## Exercise
Transcribe the following entries letter for letter, without the pictures.

======

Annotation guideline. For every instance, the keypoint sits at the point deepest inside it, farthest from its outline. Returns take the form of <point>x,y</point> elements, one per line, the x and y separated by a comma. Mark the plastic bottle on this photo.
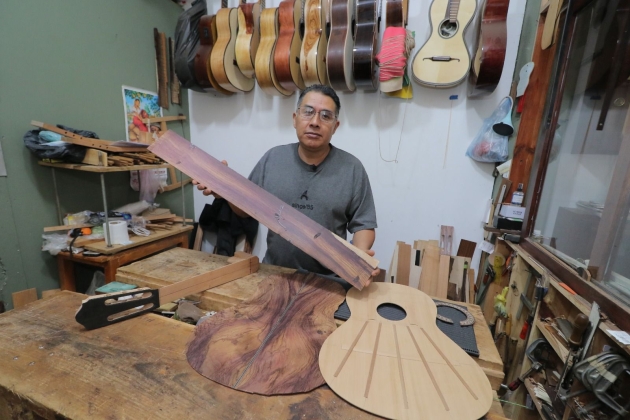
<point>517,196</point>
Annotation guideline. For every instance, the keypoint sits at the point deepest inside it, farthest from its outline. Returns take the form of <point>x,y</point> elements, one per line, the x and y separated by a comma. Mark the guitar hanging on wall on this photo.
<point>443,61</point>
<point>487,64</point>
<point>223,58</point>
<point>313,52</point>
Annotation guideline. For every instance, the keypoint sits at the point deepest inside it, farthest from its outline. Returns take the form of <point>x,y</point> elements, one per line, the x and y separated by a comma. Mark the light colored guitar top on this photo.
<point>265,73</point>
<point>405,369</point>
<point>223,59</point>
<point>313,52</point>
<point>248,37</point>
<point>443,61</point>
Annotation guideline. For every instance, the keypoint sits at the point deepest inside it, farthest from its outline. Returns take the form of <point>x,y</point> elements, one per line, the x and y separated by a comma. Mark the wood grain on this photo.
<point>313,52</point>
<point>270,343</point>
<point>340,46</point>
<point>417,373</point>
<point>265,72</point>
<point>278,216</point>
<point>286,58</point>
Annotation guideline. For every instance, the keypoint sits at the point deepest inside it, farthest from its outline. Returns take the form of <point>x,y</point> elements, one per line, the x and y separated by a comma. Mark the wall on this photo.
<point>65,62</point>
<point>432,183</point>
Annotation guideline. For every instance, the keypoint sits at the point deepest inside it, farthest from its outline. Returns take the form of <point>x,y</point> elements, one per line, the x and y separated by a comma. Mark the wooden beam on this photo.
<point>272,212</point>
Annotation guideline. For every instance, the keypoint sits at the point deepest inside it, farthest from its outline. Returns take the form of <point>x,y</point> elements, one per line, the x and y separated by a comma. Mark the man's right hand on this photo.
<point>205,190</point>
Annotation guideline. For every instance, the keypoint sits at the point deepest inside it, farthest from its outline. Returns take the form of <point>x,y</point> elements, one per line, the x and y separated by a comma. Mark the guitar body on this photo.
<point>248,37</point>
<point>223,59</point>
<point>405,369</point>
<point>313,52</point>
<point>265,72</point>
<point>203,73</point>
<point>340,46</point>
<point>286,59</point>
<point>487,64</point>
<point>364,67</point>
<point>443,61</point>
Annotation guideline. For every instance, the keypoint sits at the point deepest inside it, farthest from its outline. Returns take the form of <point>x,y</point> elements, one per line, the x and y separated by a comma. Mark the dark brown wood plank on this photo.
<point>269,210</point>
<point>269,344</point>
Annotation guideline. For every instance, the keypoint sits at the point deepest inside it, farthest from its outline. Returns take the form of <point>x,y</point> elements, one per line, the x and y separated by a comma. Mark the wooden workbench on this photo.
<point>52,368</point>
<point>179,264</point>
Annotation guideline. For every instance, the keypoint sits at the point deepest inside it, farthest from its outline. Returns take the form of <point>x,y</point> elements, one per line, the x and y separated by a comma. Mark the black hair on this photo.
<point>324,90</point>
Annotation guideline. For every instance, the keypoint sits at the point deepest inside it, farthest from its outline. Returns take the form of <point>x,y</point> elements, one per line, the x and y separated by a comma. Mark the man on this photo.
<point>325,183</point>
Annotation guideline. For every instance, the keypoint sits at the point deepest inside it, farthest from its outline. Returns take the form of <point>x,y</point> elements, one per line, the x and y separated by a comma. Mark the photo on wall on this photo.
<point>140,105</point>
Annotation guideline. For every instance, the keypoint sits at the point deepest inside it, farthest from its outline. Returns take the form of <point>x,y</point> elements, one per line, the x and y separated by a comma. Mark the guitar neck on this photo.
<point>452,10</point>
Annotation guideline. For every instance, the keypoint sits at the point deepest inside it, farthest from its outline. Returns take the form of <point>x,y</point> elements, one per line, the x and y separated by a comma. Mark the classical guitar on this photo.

======

## Expected output
Annotation guideline. For every instance, the keypoint sits at the point deepest inside it, farthest from its outline. Returns take the form of <point>x,y</point> elements, one per line, the x and y separated by a comma. Mark the plastic bottle on this photo.
<point>517,196</point>
Annotation guideline. For every instance, the keypoint sits at the point deepest inside it, farthest from its outline. Returns take the form of <point>x,y</point> elements, one per line, the x and y separated by a comma. Mark the guitar hanging on wall on this photo.
<point>443,61</point>
<point>487,64</point>
<point>223,58</point>
<point>313,52</point>
Annotation guideline. For every instance, the keypoint sits at the point deepest inside it, farthest from its outline. Returns take the form of <point>x,y</point> elements, one per line, the x and y separated by a comma. Mark the light colored guitar top on this photo.
<point>265,73</point>
<point>405,369</point>
<point>223,59</point>
<point>313,52</point>
<point>248,37</point>
<point>443,61</point>
Annotation guideline. For every instance, the keypoint sits at the point deepest inside it, farthest from its outline. Returns take the form of <point>x,y</point> elements, one per line, the x and y separated by a comma. Mark the wood grain on this photo.
<point>313,52</point>
<point>270,343</point>
<point>340,46</point>
<point>417,373</point>
<point>265,72</point>
<point>278,216</point>
<point>286,58</point>
Annotation guideline. For every instance, the keypoint sits at the point deepest inside it, farthest from its outline. Returns take the form of <point>x,y</point> elements, one per line, the x and y separated by a comma. Mark the wall on this photo.
<point>65,62</point>
<point>432,183</point>
Annotation guideline. For every instance, the keypoint sits at the point deepest inside it, farthest from its outline. Returns take the form of <point>x,y</point> elements, one per line, the x and y separated by a comma. Mark the wooden beam on this photo.
<point>272,212</point>
Annotation guideline. For every instance, the keypoint sits at the point deepest inside it, farthest from its outline. Returns take the form of <point>x,y</point> elements, one per line, the x and y separated by a comma. Mark the man's right hand on this photo.
<point>205,190</point>
Annotation guideline. For every instance, the keypoint sits at the point deepest inside it, farthest from its outline. Returns take the form of <point>x,y</point> elements, one per line, the x and y separated by a comma. Mark the guitar body on this photo.
<point>248,37</point>
<point>223,59</point>
<point>405,369</point>
<point>313,52</point>
<point>265,72</point>
<point>203,73</point>
<point>340,46</point>
<point>286,59</point>
<point>487,64</point>
<point>364,67</point>
<point>443,61</point>
Annotation guideline. For every instance, the keypoint sits at the point deepest inside it, farthest from its outline. Returns take the form of <point>x,y</point> elements, one per line, the x and y separated by a comma. Mark the dark brown wood plank on this photo.
<point>269,210</point>
<point>269,344</point>
Annotation guideline. For every instance, the keypoint sits at the point deepest inside it, farthest from its outline. Returns take the form of <point>x,y</point> elements, one per line, the x and y separated by a comma. Mark the wooden workbench on this photo.
<point>52,368</point>
<point>179,264</point>
Annotation guideline. For every instance, the keypoint sits at the point deepest inside it, farthest from its outline. Returns take the form of <point>x,y</point> elements, one per line, the x and y separated by a comma. Mark the black hair on this photo.
<point>324,90</point>
Annotation guideline. For every instance, the keypoint sits at the point deepest inside it, farthest from its outline. Returns take the form of <point>x,y</point> elements, one per line, the x and y separated by a comma. Mark the man on this photo.
<point>325,183</point>
Annotation guideline. For every instance, the keypoint sits at the point deepest inside it, farthest from its outline. Returns take the form of <point>x,y</point> elements, one per line, the x and y separated by a comma. Mark the photo on wall on this photo.
<point>140,105</point>
Annotation guideline. For every instance, the keypoint sits at the point deepest inside it, farthest from its outline. Returns take the form of <point>x,y</point> elements, one per line, the x and y separated by a comma. Mark the guitar neck on this photo.
<point>452,10</point>
Annotation guideline. For every instance, the keypoint sits at the point deepest inside it, farthest from its outline. Returns take the form of <point>x,y</point> elements, one per line, the x and y separated by a comma. Mark the classical guitar on this photo.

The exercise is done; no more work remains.